DATA PROVIDED -
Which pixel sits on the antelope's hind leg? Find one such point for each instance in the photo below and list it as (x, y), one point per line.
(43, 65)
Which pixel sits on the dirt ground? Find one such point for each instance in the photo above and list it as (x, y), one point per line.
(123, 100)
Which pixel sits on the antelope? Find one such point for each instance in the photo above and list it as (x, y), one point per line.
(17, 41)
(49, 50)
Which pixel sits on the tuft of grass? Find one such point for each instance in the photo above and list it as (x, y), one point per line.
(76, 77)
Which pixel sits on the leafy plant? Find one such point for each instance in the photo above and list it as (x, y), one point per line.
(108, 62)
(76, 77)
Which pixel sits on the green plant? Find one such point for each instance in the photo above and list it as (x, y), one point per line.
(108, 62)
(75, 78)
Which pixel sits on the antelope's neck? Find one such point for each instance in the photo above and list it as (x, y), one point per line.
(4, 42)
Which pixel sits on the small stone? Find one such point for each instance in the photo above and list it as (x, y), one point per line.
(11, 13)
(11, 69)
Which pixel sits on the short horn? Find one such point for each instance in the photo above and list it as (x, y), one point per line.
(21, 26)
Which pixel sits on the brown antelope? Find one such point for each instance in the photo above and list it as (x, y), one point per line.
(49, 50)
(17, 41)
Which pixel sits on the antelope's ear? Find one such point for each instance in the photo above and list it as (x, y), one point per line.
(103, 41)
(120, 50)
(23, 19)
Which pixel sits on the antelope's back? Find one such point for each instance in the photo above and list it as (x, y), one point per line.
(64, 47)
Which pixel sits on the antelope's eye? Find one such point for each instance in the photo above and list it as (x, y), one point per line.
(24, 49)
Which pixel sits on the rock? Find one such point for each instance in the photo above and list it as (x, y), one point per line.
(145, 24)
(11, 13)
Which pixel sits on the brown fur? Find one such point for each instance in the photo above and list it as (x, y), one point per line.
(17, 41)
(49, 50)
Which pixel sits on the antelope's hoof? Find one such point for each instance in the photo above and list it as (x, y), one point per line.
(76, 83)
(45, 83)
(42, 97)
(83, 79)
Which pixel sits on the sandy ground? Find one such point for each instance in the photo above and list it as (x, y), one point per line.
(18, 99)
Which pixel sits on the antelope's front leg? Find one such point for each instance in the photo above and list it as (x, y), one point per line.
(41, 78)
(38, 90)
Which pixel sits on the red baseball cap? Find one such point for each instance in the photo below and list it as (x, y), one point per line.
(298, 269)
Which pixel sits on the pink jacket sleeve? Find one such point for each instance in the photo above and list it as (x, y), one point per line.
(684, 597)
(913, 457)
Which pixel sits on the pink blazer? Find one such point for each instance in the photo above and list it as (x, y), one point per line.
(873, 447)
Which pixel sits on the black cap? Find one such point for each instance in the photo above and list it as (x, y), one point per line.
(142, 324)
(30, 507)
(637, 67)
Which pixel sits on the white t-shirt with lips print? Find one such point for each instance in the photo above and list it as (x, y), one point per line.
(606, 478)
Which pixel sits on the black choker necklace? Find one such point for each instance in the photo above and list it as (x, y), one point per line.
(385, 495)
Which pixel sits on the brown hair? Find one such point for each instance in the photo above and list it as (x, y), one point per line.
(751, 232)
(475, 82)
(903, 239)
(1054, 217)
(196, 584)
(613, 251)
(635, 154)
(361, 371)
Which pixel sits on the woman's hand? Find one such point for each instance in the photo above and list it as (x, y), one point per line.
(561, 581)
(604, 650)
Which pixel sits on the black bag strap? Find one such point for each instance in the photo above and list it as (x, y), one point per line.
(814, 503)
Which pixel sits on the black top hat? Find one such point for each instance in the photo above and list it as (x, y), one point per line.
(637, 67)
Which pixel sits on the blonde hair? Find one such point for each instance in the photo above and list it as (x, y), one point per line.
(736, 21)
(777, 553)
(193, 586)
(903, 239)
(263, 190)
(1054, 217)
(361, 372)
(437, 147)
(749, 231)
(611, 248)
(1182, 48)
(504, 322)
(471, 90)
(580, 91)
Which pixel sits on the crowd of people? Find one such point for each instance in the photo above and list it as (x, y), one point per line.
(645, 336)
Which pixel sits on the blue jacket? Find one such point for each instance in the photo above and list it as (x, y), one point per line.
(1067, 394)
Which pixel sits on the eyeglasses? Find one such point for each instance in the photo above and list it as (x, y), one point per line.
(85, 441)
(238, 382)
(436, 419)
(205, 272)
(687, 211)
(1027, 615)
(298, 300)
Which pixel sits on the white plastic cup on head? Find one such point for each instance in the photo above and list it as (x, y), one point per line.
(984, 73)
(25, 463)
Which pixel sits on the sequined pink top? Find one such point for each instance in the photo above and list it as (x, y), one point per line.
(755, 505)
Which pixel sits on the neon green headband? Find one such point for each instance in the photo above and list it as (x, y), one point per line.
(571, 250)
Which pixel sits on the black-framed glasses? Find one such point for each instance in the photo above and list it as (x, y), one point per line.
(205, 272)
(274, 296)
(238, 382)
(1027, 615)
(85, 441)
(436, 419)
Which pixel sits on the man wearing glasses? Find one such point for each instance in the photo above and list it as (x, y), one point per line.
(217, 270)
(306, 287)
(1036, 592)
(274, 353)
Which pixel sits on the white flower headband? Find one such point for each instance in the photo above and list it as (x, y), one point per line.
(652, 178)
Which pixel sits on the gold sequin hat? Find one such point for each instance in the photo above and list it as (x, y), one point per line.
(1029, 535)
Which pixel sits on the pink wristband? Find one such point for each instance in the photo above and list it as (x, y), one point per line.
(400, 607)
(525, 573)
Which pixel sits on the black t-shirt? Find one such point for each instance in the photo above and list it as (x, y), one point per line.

YOUR TASK - Using the listing above, please repeat every entry exactly.

EXERCISE RESULT -
Which pixel sits on the antelope's hind leg? Find one such point for each instance in the photo below and list it as (x, y), one point per line.
(43, 65)
Which pixel sits on the dirt ground? Find one such point for each instance in the photo above and list it as (x, y), one point per line.
(123, 100)
Which pixel sits on the antelope? Find one such point for each instance in the photo above and list it as (x, y), one point per line.
(17, 41)
(49, 50)
Which pixel sits on the tuft of grass? Find one such point for each instance in the photo above and list it as (x, y), one point per line.
(76, 77)
Which pixel sits on the leafy plant? Find one such point for each instance in the photo above and list it as (x, y), one point per line.
(108, 62)
(76, 77)
Which pixel sits on the green plant? Find one such point for each instance in the photo above and list it as (x, y), one point per line.
(108, 62)
(75, 78)
Which pixel sits on the antelope's neck? Find one such point for each instance in the photo above and list it as (x, y), one point per line.
(4, 42)
Which pixel sits on the small stone? Find one such point for each instance in the photo above and list it as (x, y), one point per line.
(11, 13)
(11, 69)
Which pixel sits on the short horn? Find one such point for each instance in the photo above and list it as (x, y), one point per line.
(21, 26)
Which pixel sits on the brown antelope? Find one such point for each instance in the photo above and list it as (x, y), one point per line.
(49, 50)
(17, 41)
Which pixel sits on the antelope's ear? Find one such point for each instance in the photo above and list it as (x, y), one point per line.
(103, 41)
(120, 50)
(23, 19)
Which pixel sits on the antelope's back? Find one such point for each instance in the photo above and list it as (x, y), one point per line.
(64, 47)
Which pixel sits on the antelope's eye? Find one such point for each instance in the photo above and list it as (x, y), one point per line.
(24, 49)
Which pixel sits on the rock? Find one such point for each instance in the photo above and list it as (x, y), one point per line.
(145, 24)
(11, 13)
Which pixel sits on the brown fur? Find one such point for each instance in the photo above and list it as (x, y), one point per line.
(17, 41)
(49, 50)
Which pixel sits on the antelope's hoof? Find one such point for each instance in the photo above and list it as (x, y), one point per line.
(76, 83)
(45, 83)
(42, 97)
(83, 79)
Which pixel sits on the sandy ground? Find one such point for each instance in the photo above and list it as (x, y), one point per line.
(18, 99)
Which pixel sits on the antelope's front leg? Find one such point for each instance in the photo above and list it as (x, y), one point per line.
(41, 78)
(38, 90)
Which pixel sits on the red baseball cap? Find one such point for each instance in the photo below and list it as (x, y), one point per line.
(298, 269)
Which pixel sits on the pink jacket sleeve? Find one such point for each instance in the photo above and list it as (x, y), one point per line.
(684, 597)
(913, 457)
Which pixel sits on the pink blazer? Find one such point for each instance in the photo above and list it as (x, y), one point per line.
(873, 447)
Which pixel sits on the black cap? Find one such point for each instance in the photo above and list it as (x, y), one point per line.
(142, 324)
(30, 507)
(637, 67)
Which pixel sits on the white t-shirt with lips print? Find one such point for each instance in the photo above and list it as (x, y), one point per line.
(606, 478)
Which pixel sits on the black choker necklace? Find one such point for each instance in the photo above and list it as (x, y), one point per line.
(385, 495)
Which pixel sits on the brown hair? Find one such point for each instance in the photo above and list it as (x, y), one point per line.
(751, 232)
(475, 82)
(903, 239)
(1054, 217)
(196, 584)
(613, 251)
(635, 154)
(361, 371)
Which pixel sits on the woman's hand? Find one such point for each instance in the photo above and list it as (x, y), one point per line.
(561, 581)
(604, 650)
Which pixel sits on the black bag strap? Find one such point for each instance in the photo above and list it as (x, y), one point per line.
(814, 503)
Which pixel sits on the black top hat? Find one such point for each instance in the photo above and list it as (x, y), one point per line.
(637, 67)
Which pixel sits on the blonde hair? Find one such point for each instance in the photo above and list it as (x, y), one point per line.
(736, 21)
(777, 553)
(193, 586)
(903, 239)
(263, 190)
(1054, 217)
(361, 372)
(437, 147)
(749, 231)
(611, 248)
(1182, 48)
(504, 322)
(471, 90)
(580, 91)
Which pixel sits on the crowd of people? Find one such point for each instance in the photo above and list it as (x, y), one point per line.
(645, 336)
Which pixel sits on the blue jacket? Find one such point for each instance in the photo above and list it as (x, y), one point per line.
(1067, 394)
Which pixel sits on the eyeglasses? Find one such point for each instance in the photo above and list it as (x, y), one point per line.
(85, 441)
(238, 382)
(436, 419)
(205, 272)
(687, 211)
(1027, 615)
(298, 300)
Which pixel sits on the white plastic cup on head? Find one such point for each instance in the photo above and list it as (x, y), one point per line.
(984, 73)
(25, 463)
Which pixel sits on the sequined pink top? Find one such point for each instance in the photo above and list it as (x, y), one point per line.
(755, 505)
Which pixel sits on the neon green headband? Find one such point for each instance in the photo above and list it as (x, y), one point per line.
(571, 250)
Which pixel sits on the black-framed glasses? Find one such point for each instance in the photo above and list it as (x, y), one point per line.
(205, 272)
(274, 296)
(238, 382)
(1027, 615)
(85, 441)
(436, 419)
Which pixel sits on the man wearing glasses? Find one such point for each instance in the photo above and list it as (x, y), one point per line.
(217, 270)
(306, 287)
(1036, 592)
(274, 353)
Which pixel sits on the white flower headband? Find one such point for each instance in the photo above and list it as (x, y), one point per line.
(652, 178)
Which pixel sits on the gold sequin hat? Find one such point for each instance in the photo above and list it as (x, y), one point per line.
(1029, 535)
Which pixel sits on the pink wristband? Find one such point for each instance in the photo above and list it as (x, y), one point per line.
(400, 607)
(525, 573)
Which pixel sits on the black t-shirt? Find one such point for each instance in the photo above and list it as (x, y), one point per line.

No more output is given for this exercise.